# The Ontario Security Guard Act, & Security Work in General



## Thompson_JM (25 Jan 2006)

since the thread on Arming the TTC is starting to spirial, I thought that perhaps we should make a designated thread on private security, and all that is associated with it. in all its glory.....

so, Comments on security, the Ontario security guard act (or rather the up and comming act) and all that good stuff can go here....

MY personal opinion?

Im personally glad im getting into a class B pos. with my unit. until the security industry makes some drastic changes, I dont want anywhere near it. Unless youre in an area of the industry like Slim is where he is doing some fairly interesting work (CP/VIP stuff right?) the average Guard Job isnt worth what were getting paid... and i make 15 an hour at my hotel in downtown T.O.   
until use of force training for guards is manditory, Im not getting back into the trade anytime soon. I'll go RegF before i go back to it. To dangerous, no backup, little training, and little support.

Cheers
     Josh


----------



## ps387 (25 Jan 2006)
◇ ◇ ◇ ◇ ◇
**COMPLETE THE FOLLOWING**
1 – Retype the portion of the security guard thread that begins with the words containing "MY personal opinion?" and ends with "ps387 (25 Jan 2006)".
2 – Answer these questions from the security guard thread.
(a) Which thread is described as starting to spiral?
(b) How much does the poster earn per hour at the hotel?
(c) What would the poster go before returning to the trade?

**Annotated coordinate records**
◇ ◇ ◇ ◇ ◇
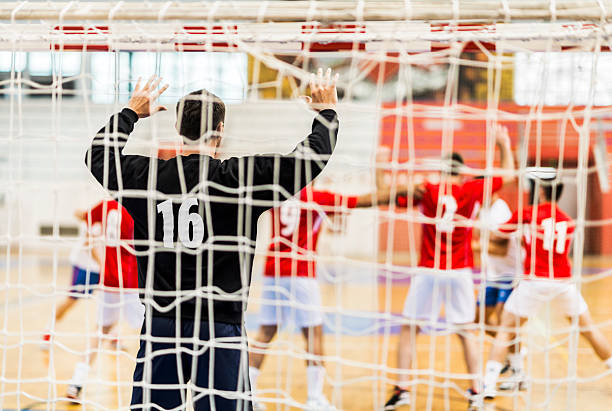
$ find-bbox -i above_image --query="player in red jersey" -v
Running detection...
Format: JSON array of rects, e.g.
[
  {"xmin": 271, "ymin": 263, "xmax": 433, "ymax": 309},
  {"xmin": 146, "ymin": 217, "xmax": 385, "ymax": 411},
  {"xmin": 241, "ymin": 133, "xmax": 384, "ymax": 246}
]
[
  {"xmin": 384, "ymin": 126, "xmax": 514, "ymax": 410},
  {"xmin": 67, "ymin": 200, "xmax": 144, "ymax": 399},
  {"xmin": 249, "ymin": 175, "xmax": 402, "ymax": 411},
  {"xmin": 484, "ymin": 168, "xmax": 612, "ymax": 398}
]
◇ ◇ ◇ ◇ ◇
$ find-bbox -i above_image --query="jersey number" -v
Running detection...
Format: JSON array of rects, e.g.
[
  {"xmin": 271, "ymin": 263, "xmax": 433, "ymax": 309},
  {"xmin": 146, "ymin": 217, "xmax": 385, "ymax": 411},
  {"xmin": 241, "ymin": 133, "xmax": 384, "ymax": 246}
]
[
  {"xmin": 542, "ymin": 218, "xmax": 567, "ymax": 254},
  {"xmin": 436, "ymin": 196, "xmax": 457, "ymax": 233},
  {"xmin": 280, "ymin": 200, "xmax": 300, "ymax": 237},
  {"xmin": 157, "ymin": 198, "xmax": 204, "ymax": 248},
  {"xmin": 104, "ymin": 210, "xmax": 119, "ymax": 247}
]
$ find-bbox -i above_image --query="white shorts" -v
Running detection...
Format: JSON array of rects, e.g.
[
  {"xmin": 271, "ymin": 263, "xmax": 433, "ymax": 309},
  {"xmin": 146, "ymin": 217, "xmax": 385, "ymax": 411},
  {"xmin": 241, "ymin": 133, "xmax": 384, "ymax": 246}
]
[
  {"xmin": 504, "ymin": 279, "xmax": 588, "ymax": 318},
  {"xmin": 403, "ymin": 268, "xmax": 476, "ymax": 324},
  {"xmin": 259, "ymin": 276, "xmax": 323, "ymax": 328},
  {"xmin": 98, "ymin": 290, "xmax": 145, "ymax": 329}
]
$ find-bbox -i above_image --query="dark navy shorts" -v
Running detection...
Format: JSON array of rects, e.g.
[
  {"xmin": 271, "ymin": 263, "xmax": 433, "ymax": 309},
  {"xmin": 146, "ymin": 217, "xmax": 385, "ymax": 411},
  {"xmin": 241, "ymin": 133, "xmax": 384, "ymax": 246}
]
◇ ◇ ◇ ◇ ◇
**RESULTS FOR THE EXERCISE**
1 –
MY personal opinion?

Im personally glad im getting into a class B pos. with my unit. until the security industry makes some drastic changes, I dont want anywhere near it. Unless youre in an area of the industry like Slim is where he is doing some fairly interesting work (CP/VIP stuff right?) the average Guard Job isnt worth what were getting paid... and i make 15 an hour at my hotel in downtown T.O.   
until use of force training for guards is manditory, Im not getting back into the trade anytime soon. I'll go RegF before i go back to it. To dangerous, no backup, little training, and little support.

Cheers
     Josh


----------



## ps387 (25 Jan 2006)

2 –
(a) The thread on Arming the TTC
(b) 15 an hour
(c) RegF